Passage shown >>
──────

LEMON: What happened in that time?

RODERICK: Yes. I mean, it seems like he started the purchasing of weapons in October of 2016 through September of 2017.

LEMON: Twenty-sixteen.

RODERICK: Yes. And those weapons were purchased in four different states. So, you know, gun owners would recognize somebody coming in to purchase 33 weapons.

[22:24:57] So, he spread out the purchases over four different states and different gun stores so that the owner would not recognize him coming in and making bulk purchases of weapons and bulk purchasing of ammunition.

LEMON: So we've got Nevada, we've got Utah, Vermont, Texas -- right, Art, what are the states that we have?

RODERICK: California, Texas, Utah and Nevada.

LEMON: Any significance to those states?

GAGLIANO: I believe that those states and I've got to check on California, but I don't -- I believe that they do not require a permit. Now, the shooter had no criminal history. He had no record of any type of medical issues in regards to his mental stability, so there was nothing to preclude him from buying the weapons.

And out here, out west there's a lot of people that are gun enthusiasts, sports men and they tend to accrue a lot of weapons, but that significant amount, Don, 33 out of the 47 that have been discovered were purchased in less than a one-year period, it's baffling to me how we don't have a system to track that. LEMON: Not for speculation, but I mean, we just don't really know

what the triggering event could have.

GAGLIANO: Sure.

LEMON: In these situations is there something that usually triggers people, they have a grievance with someone, what is it?

GAGLIANO: Right. It could be a grievance against a person, it could have be a grievance against the group. It could have been a bad night at the craps table. We don't know what that was, but generally speaking, there's a grievance and then there's some type of triggering event.

Was that triggering event back in October and then the painstaking way that he -- you know, method -- you know, just with perfect methodology planned this thing on out. He set up a military style ambush.

RODERICK: Yes.

GAGLIANO: And we are going to get more leads on that. Because I know with the FBI talking to the girlfriend who for all intents and purposes we think is cooperative right now. This is going to lead us to some different routes to get to motive.

LEMON: There is so much to get to and I have to -- it is believed that he tried to do this or may have been testing it.

SWECKER: Yes.

LEMON: Because there was another concert the week before.

SWECKER: Right.

LEMON: He possibly couldn't get this room. Was that a dry run or did he want to possibly do harm then.

──────

Dataset records >>

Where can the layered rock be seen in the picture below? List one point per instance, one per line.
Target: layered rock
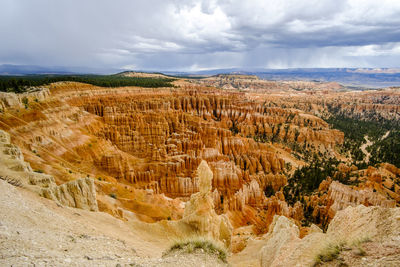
(80, 193)
(283, 246)
(200, 214)
(344, 196)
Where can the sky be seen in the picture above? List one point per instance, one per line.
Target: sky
(191, 35)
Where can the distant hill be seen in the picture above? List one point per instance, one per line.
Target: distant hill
(373, 78)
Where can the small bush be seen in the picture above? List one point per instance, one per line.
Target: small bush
(330, 253)
(193, 244)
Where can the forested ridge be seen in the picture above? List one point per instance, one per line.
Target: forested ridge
(19, 84)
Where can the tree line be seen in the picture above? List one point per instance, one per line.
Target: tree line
(19, 84)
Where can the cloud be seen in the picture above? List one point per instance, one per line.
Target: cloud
(179, 35)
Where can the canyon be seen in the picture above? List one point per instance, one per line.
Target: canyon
(142, 155)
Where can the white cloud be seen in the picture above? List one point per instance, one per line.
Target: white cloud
(173, 34)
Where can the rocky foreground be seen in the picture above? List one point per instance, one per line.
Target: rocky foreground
(36, 231)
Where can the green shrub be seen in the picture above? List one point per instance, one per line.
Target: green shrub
(191, 245)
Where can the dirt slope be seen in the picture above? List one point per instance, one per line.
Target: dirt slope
(35, 231)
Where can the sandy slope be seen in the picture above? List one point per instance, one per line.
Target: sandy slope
(35, 231)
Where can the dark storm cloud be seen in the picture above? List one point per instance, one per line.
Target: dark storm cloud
(161, 34)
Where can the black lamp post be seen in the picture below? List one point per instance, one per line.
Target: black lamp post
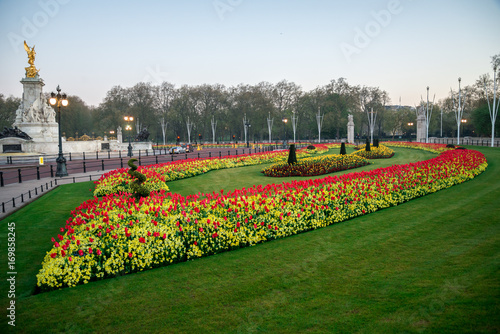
(285, 120)
(58, 100)
(128, 128)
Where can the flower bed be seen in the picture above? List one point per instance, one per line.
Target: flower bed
(315, 166)
(118, 180)
(381, 152)
(434, 148)
(118, 235)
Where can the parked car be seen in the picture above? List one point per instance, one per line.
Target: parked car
(177, 150)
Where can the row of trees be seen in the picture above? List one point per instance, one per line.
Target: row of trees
(166, 109)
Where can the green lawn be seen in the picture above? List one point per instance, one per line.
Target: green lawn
(430, 265)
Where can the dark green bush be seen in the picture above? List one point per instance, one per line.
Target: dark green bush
(136, 186)
(342, 149)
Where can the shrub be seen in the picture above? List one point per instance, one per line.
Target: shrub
(137, 187)
(292, 157)
(342, 149)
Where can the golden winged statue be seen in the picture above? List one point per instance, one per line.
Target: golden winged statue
(31, 70)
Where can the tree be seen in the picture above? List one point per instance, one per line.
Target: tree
(141, 106)
(109, 114)
(77, 117)
(493, 107)
(163, 99)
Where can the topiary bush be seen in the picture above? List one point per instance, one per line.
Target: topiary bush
(138, 190)
(342, 149)
(292, 157)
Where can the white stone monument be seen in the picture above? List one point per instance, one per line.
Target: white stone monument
(34, 115)
(350, 130)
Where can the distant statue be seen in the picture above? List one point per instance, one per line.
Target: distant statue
(31, 71)
(143, 135)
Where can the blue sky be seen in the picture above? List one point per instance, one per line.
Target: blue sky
(401, 46)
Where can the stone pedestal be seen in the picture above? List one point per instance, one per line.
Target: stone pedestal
(350, 130)
(34, 116)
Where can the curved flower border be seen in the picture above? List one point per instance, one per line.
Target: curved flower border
(118, 235)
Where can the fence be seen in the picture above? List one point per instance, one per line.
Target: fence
(92, 162)
(39, 190)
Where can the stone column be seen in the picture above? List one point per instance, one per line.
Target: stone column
(350, 130)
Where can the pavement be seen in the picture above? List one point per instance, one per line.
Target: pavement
(17, 195)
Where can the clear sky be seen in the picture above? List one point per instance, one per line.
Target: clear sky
(401, 46)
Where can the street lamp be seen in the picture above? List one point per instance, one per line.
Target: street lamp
(410, 124)
(58, 100)
(285, 120)
(247, 125)
(128, 128)
(464, 122)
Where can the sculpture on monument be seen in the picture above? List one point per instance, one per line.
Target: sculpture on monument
(31, 71)
(34, 116)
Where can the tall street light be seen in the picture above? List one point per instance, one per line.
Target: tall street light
(247, 124)
(285, 120)
(128, 128)
(58, 100)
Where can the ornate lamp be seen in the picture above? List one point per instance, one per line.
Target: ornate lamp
(59, 100)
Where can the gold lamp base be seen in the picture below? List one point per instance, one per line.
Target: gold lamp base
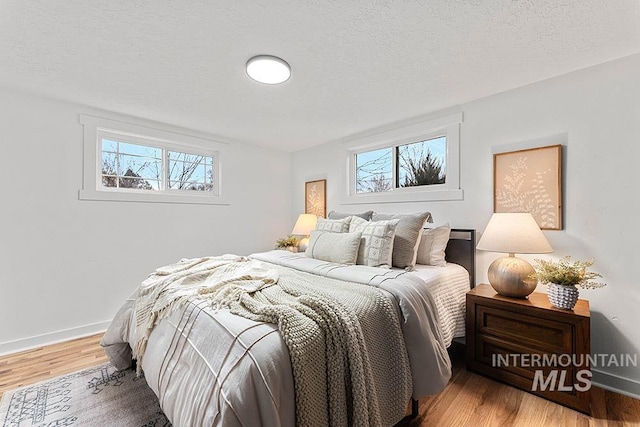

──────

Task set >>
[A] How would you sum up the transcript in three sentences?
[B] Who are all the speakers named in the transcript's speaker labels?
Answer from the transcript alone.

Answers to the tasks >>
[A] The shooter bought weapons from October 2016 through September 2017, spreading the purchases over four states and different gun stores so owners would not recognize him buying weapons and ammunition in bulk. Gagliano calls it baffling that 33 of the 47 weapons discovered were bought in less than a year without any system to track that, and he says there is generally a grievance followed by some triggering event. The FBI is talking to the girlfriend, and Lemon raises whether another concert the week before was a dry run.

[B] Lemon, Roderick, Gagliano, Swecker